TEXTE CITÉ -
------------------------------------------------------------------------
Je suis d'accord avec Harmione.
Je vois toutefois des petites différences dans ces phrases, par ce qu'elles impliquent ensuite, comme tu le sens aussi, Ice. Mais c'est peut-être tout à fait personnel...

_ « C'est la seule marque que nous ayons en stock... si jamais vous étiez intéressé par ce genre de chaussures. »
« C'est la seule marque que nous avons en stock... que ça vous plaise ou non ! » 

« C'est la dernière personne que je veuille voir aujourd'hui... et je vais faire tout mon possible pour éviter de la croiser ! »
__« C'est la dernière personne que je veux voir aujourd'hui... mais je vais hélas être obligé de lui parler. »_


----------



## Maître Capello

KaRiNe_Fr said:


> _ Je suis désolé. C'est la seule marque que nous ayons en stock.
> C'est la seule marque que nous avons en stock, que ça vous plaise ou non !
> 
> C'est la dernière personne que je *veuille* voir aujourd'hui… et je vais faire tout mon possible pour éviter de la croiser !
------------------------------------------------------------------------
CONSIGNES -
A. Répondez à ces questions sur le texte cité, une réponse par ligne :
(i) Avec qui la personne qui écrit le premier message se dit-elle d'accord ?
(ii) Dans la phrase contenant « je veux voir aujourd'hui », qu'est-ce que la personne qui parle va hélas être obligée de faire ?
(iii) Quel pseudonyme précède « said: » juste après le titre « Maître Capello » ?
B. Reprenez la discussion sur « ayons » et « avons », « veuille » et « veux » à l'endroit où elle s'arrête, puis poursuivez-la.

EXTRAIT DES DONNÉES -
------------------------------------------------------------------------
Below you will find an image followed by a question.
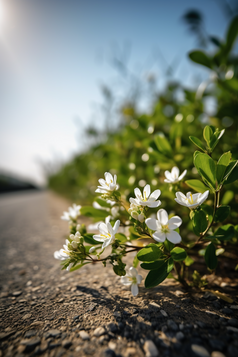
------------------------------------------------------------------------
RÉPONSES DANS L'ORDRE -
A.
(i) Avec Harmione.
(ii) Lui parler.
(iii) KaRiNe_Fr.

B.
> __C'est la dernière personne que je *voudrais* _(conditionnel)_ voir aujourd'hui, mais je vais hélas être obligé de lui parler._
> _C'est la dernière personne que je *veux*_ _voir aujourd'hui. Je ne lui parlerai donc pas._


Dans ces exemples, le subjonctif traduit avant tout un *sentiment* (être désolé, ennuyé, etc.).


----------



## Icetrance

Ce que vous dites tous, c'est faire comme bon me semble, comme je le sens...

Ici, chacun en décide selon ses préférences (on peut apporter davantage de subjectivité en employant le subjonctif)


----------



## bjoleniacz

Salut,
j'ai entendu ces phrases dans une chanson;

[...]
et dans ma faiblesse, tu te montres fort
je n'aurais de cesse de t'aimer.
toi le seul Dieu qui puisse être dans ce temps et pour toujours
viens au plus profond de moi faire de mon coeur renaitre le feu de mon premier amour pour toi.

I don't understand [...] why "puisse" is in the subjontif,
Merci beacoup.

Brian


----------



## Monsieur Hoole

le seul dieu is essentially a superlatif, thus requires subjonctif.  le seul / l'unique etc. will usually require subjonctif.

M.H.


----------



## bjoleniacz

so, do all superlatives in french require the subjontif, par exemple,

"Il soit le plus fort homme du monde"?


----------



## Monsieur Hoole

Not in that example - as the superlatif is not followed by a subject/verb structure.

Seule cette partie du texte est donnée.